*QUOTED PASSAGE*:
__________

With Minn-Erva’s help, Ripley became the energy-manipulating superhero Star, siphoning off Captain Marvel’s powers. At the same time, Ripley ran a story exposing Captain Marvel’s heritage as a half-Kree hybrid, which ruined her reputation with the public given how often the Kree have nearly destroyed the Earth. The loss of popularity did nothing to stop Captain Marvel from rallying in the face of her waning power, however, and Star was defeated, depowered and imprisoned on The Raft; a high-tech prison for super-powered criminals.
That should have been the end of Ripley Ryan’s story, but a twist of fate helped Ripley to escape from The Raft. Because for reasons which no one can explain, the Reality Gem – one of the six Infinity Stones that control the cosmos – has bonded to Ripley Ryan, giving her the power to alter the world around her and bend it to her will.
There’s just two small problems; Ripley has no idea how to control her newfound power and she really isn’t sure what she wants anymore. Does she want to rebuild her old life as a reporter? Does she want to be a beloved hero again? Or does she want to go for broke and be the villain everyone thinks she is?
There’s also one other, larger problem – how much longer can she last, with everyone seeking the power of the Infinity Stones hunting for her, along with Captain Marvel?
Star #1 is one of the more unusual comics to come out of Marvel in recent months. While it’s not unheard of for anti-heroes and villains to get their own limited series, it doesn’t often happen with a character as new as Star. Then again, Venom was quick to get his own mini-series back in the day after he suddenly became the most popular Spider-Man villain in years. Something similar happened with Star in the pages of Captain Marvel and now her story is continuing under Kelly Thompson’s pen.
Thompson does a fine job explaining Ripley’s story so far but doesn’t dwell on the exposition. There’s a lot of great action sequences in this issue, including one where Ripley upsets the wrong super-strong villain in a bar and hurriedly tries to develop exactly what she needs to fight her. And as is typical for Thompson’s writing, there’s a lot of humor that humanizes Ripley. There’s a danger in creating a character whose power is virtually unlimited but Thompson turns Ripley into a semi-sympathetic figure as we see her fall short in using her new powers because of her failure to think outside the here and now.
The artwork by Javier Pina and Filipe Andrade is competently executed but hardly outstanding. There’s far too many forced poses and some downright goofy expressions during the conversations, as if they were afraid that people talking might look too static if drawn in a realistic fashion. This is odd given the general gritty realistic tone of the art and the dark colors utilized by Jesus Aburtov, which give the book an aesthetic not unlike that on the classic Alias: Jessica Jones books.
Despite this, there’s more to admire about Star #1 than not, and a couple of fun cameos when Star is approached by one hunter of the Infinity Gems and when she tries enlisting the help of the absolute worst hero for her to approach for help after Captain Marvel. Star #1 is definitely worth checking out if you enjoy superhero books with some humor or have an interest in the cosmic side of Marvel Comics.
Star #1 releases on January 8th, 2020!

__________

(Point annotations on photos)
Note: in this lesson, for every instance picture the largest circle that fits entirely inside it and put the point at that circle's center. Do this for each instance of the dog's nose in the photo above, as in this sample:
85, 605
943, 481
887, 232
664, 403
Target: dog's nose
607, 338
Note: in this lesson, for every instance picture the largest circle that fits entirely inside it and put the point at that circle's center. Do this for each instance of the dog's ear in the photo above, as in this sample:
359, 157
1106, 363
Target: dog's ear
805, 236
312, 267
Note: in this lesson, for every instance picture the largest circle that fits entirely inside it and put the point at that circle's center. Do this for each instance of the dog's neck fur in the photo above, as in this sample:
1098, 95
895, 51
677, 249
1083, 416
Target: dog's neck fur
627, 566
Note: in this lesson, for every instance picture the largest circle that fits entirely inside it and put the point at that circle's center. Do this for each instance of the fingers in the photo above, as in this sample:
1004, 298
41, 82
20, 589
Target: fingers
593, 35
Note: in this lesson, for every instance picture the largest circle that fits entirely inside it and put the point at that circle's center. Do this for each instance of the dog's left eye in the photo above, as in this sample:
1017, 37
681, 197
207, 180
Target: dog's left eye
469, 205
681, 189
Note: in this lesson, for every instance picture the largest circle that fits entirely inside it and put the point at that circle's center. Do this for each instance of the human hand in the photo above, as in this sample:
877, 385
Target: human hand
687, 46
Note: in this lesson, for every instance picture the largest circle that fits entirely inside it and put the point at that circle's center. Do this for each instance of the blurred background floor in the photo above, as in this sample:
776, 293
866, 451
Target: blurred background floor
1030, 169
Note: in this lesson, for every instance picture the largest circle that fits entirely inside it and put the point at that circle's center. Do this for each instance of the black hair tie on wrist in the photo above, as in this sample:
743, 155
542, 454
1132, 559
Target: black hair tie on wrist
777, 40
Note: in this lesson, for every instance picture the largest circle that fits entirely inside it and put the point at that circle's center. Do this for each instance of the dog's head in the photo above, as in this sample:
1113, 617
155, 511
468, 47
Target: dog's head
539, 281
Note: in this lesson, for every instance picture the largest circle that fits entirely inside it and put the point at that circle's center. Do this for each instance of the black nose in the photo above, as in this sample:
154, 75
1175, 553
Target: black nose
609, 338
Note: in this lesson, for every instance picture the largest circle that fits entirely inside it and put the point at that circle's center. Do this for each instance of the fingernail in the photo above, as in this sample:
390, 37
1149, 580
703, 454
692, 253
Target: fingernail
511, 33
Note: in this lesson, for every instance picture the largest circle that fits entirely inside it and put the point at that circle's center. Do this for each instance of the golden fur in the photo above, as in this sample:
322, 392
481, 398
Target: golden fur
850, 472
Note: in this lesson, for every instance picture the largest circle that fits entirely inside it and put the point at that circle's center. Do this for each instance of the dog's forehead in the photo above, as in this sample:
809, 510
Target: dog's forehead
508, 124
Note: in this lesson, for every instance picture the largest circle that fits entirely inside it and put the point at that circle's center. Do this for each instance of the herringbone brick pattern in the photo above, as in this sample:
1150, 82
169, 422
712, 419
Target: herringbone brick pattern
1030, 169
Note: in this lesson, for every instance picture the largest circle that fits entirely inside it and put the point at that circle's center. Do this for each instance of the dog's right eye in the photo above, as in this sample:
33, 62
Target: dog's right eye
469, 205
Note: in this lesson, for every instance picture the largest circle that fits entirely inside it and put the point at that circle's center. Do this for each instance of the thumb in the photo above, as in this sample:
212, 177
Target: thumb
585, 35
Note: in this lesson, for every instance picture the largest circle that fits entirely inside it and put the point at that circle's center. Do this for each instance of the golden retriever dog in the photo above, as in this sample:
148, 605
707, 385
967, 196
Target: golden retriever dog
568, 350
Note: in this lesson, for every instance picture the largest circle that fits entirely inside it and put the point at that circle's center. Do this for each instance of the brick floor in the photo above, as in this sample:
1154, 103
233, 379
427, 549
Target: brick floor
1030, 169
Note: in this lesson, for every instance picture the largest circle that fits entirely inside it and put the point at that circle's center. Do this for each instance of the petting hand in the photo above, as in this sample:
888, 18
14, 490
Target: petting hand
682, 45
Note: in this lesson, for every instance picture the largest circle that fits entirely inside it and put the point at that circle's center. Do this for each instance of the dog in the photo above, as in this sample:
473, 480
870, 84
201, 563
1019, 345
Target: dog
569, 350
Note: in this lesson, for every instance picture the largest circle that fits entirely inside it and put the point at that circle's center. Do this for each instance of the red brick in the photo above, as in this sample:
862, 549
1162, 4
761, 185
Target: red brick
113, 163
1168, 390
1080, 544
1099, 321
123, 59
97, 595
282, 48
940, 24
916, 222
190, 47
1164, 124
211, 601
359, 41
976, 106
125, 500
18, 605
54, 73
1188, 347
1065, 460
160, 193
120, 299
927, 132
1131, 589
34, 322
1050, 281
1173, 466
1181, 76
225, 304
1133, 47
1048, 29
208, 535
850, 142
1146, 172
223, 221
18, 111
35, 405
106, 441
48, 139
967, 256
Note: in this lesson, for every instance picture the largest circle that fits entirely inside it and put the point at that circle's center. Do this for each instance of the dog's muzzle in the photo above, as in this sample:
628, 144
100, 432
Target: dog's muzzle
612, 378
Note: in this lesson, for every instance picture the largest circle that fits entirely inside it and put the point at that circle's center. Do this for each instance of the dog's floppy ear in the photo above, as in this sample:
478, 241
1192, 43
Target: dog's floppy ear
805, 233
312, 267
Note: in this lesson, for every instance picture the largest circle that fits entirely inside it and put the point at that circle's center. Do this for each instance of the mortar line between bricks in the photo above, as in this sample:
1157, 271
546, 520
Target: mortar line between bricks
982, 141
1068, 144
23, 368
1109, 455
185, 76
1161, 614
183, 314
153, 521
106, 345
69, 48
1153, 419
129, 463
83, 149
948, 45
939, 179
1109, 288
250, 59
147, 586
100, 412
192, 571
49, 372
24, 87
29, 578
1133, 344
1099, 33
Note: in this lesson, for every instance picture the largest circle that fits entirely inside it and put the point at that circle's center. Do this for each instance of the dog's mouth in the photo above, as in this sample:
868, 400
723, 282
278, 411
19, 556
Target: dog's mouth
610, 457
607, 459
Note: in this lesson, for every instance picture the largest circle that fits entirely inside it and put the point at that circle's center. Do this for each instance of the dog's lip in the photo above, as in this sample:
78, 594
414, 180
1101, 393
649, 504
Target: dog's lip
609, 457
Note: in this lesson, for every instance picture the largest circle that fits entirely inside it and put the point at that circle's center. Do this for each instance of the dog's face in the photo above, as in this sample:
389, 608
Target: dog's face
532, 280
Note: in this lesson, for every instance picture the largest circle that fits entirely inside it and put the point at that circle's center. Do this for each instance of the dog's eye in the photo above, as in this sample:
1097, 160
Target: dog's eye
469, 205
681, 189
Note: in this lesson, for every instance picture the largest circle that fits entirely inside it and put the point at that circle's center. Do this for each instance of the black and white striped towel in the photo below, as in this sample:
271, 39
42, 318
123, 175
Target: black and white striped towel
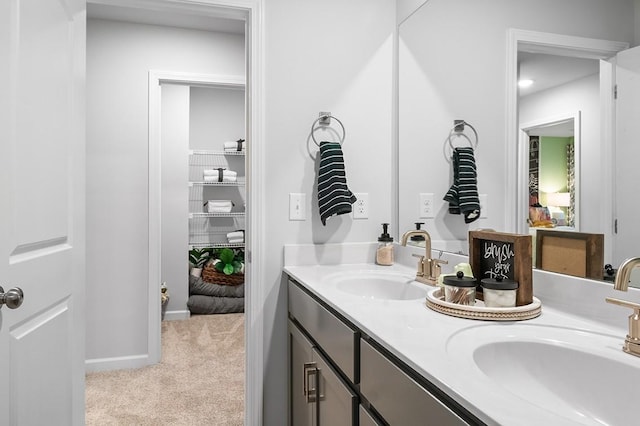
334, 197
463, 194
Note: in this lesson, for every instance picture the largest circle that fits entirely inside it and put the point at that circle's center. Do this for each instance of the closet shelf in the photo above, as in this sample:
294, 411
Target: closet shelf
232, 214
199, 183
207, 152
216, 245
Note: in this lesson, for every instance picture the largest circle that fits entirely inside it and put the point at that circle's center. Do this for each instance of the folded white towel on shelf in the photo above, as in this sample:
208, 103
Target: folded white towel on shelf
216, 172
218, 209
238, 145
235, 234
218, 206
219, 203
217, 179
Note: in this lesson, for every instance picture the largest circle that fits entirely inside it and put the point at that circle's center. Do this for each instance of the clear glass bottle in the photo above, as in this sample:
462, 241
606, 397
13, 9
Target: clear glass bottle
384, 252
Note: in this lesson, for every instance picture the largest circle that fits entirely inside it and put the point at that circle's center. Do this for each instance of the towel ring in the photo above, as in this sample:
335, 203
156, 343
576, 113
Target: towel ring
323, 117
456, 132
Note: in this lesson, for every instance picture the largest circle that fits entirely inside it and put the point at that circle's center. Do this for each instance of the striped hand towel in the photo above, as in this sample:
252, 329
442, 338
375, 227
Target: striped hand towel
334, 197
463, 194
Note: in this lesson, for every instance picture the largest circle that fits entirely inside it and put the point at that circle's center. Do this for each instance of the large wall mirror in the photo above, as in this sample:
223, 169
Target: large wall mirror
461, 60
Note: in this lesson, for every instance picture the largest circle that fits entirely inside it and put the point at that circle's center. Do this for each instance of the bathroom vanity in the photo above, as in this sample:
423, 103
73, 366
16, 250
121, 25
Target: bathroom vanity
364, 349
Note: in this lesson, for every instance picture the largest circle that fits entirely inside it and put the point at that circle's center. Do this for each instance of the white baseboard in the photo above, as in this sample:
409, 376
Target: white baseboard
176, 315
116, 363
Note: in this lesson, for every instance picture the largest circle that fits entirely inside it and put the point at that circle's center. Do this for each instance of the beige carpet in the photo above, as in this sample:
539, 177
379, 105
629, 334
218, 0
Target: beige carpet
200, 380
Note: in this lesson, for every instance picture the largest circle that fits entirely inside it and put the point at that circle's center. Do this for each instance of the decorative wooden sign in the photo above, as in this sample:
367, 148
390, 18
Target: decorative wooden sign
509, 256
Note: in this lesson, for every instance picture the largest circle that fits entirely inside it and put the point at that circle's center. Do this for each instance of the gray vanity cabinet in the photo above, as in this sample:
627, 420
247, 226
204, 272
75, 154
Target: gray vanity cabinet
398, 398
332, 370
317, 393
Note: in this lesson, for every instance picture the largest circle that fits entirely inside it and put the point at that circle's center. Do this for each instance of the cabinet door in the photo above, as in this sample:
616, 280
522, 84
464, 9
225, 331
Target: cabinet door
381, 382
337, 404
302, 407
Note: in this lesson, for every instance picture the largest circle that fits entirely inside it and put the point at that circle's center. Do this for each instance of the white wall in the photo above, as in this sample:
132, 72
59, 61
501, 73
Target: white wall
217, 115
453, 65
333, 56
119, 57
175, 197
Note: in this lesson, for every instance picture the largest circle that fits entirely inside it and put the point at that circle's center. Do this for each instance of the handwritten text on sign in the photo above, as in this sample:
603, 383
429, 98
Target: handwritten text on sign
498, 259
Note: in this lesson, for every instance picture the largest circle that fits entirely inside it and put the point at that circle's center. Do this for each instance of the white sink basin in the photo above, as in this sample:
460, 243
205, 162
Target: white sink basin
378, 285
581, 376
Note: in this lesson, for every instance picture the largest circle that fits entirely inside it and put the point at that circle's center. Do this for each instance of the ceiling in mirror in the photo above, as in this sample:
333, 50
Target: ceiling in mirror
549, 71
209, 21
446, 73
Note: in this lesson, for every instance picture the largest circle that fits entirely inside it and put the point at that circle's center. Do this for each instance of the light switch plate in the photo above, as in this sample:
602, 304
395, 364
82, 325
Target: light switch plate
297, 203
483, 206
426, 209
361, 206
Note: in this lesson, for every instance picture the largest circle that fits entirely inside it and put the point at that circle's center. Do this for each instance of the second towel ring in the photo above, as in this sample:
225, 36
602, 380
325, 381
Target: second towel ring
456, 132
322, 117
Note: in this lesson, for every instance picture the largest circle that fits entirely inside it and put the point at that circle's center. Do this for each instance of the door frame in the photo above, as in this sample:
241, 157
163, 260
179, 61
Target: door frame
252, 12
156, 79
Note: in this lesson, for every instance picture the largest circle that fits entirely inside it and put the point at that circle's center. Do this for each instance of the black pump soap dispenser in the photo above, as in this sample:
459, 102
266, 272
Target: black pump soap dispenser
384, 253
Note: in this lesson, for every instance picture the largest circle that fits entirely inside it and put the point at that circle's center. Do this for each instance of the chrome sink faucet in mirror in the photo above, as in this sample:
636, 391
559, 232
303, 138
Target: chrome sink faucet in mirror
632, 341
428, 268
624, 273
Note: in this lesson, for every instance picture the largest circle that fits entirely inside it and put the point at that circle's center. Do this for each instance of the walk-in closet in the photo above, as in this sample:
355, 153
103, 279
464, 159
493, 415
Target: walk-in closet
203, 196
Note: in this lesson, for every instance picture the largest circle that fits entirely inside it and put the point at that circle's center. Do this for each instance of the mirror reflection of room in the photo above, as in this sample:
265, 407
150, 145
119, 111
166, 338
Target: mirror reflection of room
552, 176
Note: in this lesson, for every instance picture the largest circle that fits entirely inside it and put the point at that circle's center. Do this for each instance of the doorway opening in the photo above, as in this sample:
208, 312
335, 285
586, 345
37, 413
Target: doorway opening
217, 14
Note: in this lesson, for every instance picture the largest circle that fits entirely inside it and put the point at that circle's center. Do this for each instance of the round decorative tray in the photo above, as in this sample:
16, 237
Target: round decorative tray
435, 301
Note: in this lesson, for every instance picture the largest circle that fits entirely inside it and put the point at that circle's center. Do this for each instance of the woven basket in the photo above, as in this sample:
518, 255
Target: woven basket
211, 275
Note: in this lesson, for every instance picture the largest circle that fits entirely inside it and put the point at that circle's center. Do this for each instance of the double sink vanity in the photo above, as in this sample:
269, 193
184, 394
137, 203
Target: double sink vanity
364, 349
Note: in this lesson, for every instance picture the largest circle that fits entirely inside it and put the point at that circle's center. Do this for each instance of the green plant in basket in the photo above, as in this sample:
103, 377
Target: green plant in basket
229, 261
199, 256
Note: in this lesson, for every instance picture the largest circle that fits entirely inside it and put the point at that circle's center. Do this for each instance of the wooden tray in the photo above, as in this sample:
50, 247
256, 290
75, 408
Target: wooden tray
435, 301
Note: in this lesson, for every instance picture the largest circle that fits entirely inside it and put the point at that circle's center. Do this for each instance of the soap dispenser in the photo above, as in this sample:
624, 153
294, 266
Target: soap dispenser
384, 253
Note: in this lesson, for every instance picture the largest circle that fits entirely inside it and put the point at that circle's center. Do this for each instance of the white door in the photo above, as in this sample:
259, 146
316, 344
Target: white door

__________

*PROBLEMS AND TASKS*:
1. Answer these questions about the Star #1 review:
(a) What prison held Star after her defeat?
(b) Which Infinity Stone has bonded to Ripley Ryan?
(c) Who provided the dark colors in the artwork?
2. Could you transcribe the part of the Star #1 review that opens with the words containing "With Minn-Erva’s help, Ripley" and closes with "for super-powered criminals."?

*FULL SOLUTIONS*:
1.
(a) The Raft
(b) The Reality Gem
(c) Jesus Aburtov

2.
With Minn-Erva’s help, Ripley became the energy-manipulating superhero Star, siphoning off Captain Marvel’s powers. At the same time, Ripley ran a story exposing Captain Marvel’s heritage as a half-Kree hybrid, which ruined her reputation with the public given how often the Kree have nearly destroyed the Earth. The loss of popularity did nothing to stop Captain Marvel from rallying in the face of her waning power, however, and Star was defeated, depowered and imprisoned on The Raft; a high-tech prison for super-powered criminals.